### Given records
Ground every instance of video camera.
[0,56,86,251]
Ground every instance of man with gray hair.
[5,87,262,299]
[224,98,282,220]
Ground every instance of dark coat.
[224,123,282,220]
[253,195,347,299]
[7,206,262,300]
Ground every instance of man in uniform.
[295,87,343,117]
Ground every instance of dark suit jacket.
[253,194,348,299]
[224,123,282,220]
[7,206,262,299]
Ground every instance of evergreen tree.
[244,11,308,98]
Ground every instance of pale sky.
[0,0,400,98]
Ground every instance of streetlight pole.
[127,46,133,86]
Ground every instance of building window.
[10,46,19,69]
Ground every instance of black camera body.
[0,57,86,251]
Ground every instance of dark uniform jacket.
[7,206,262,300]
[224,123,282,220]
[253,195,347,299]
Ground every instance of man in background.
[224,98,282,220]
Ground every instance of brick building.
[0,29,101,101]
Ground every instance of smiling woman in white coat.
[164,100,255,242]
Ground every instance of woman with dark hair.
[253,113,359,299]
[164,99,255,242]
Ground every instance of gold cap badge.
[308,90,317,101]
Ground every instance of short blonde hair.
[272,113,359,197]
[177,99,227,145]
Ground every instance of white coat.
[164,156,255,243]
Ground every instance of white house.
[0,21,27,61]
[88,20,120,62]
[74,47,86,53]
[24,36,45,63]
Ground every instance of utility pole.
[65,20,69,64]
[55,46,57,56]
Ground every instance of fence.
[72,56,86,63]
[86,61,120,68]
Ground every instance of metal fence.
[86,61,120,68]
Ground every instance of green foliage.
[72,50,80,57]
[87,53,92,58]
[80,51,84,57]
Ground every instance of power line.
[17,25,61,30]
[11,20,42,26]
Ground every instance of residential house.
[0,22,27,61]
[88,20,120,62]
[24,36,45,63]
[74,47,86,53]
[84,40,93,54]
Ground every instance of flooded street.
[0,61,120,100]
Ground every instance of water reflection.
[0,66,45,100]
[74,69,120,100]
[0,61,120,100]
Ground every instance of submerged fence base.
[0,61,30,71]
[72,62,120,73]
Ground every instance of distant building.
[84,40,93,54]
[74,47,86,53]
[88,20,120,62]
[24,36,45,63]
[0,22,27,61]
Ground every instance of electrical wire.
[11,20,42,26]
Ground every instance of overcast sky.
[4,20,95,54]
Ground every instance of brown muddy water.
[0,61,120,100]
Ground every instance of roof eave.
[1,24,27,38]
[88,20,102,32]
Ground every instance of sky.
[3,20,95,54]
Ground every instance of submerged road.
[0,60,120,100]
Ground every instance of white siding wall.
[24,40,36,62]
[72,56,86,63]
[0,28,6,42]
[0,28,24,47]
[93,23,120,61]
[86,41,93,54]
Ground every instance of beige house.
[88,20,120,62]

### Task to complete
Gather every line in the entries above that contains the word "submerged", and reproduce each of those lines in full.

### Worked solution
Ground every instance of submerged fence base.
Ground every instance of submerged road.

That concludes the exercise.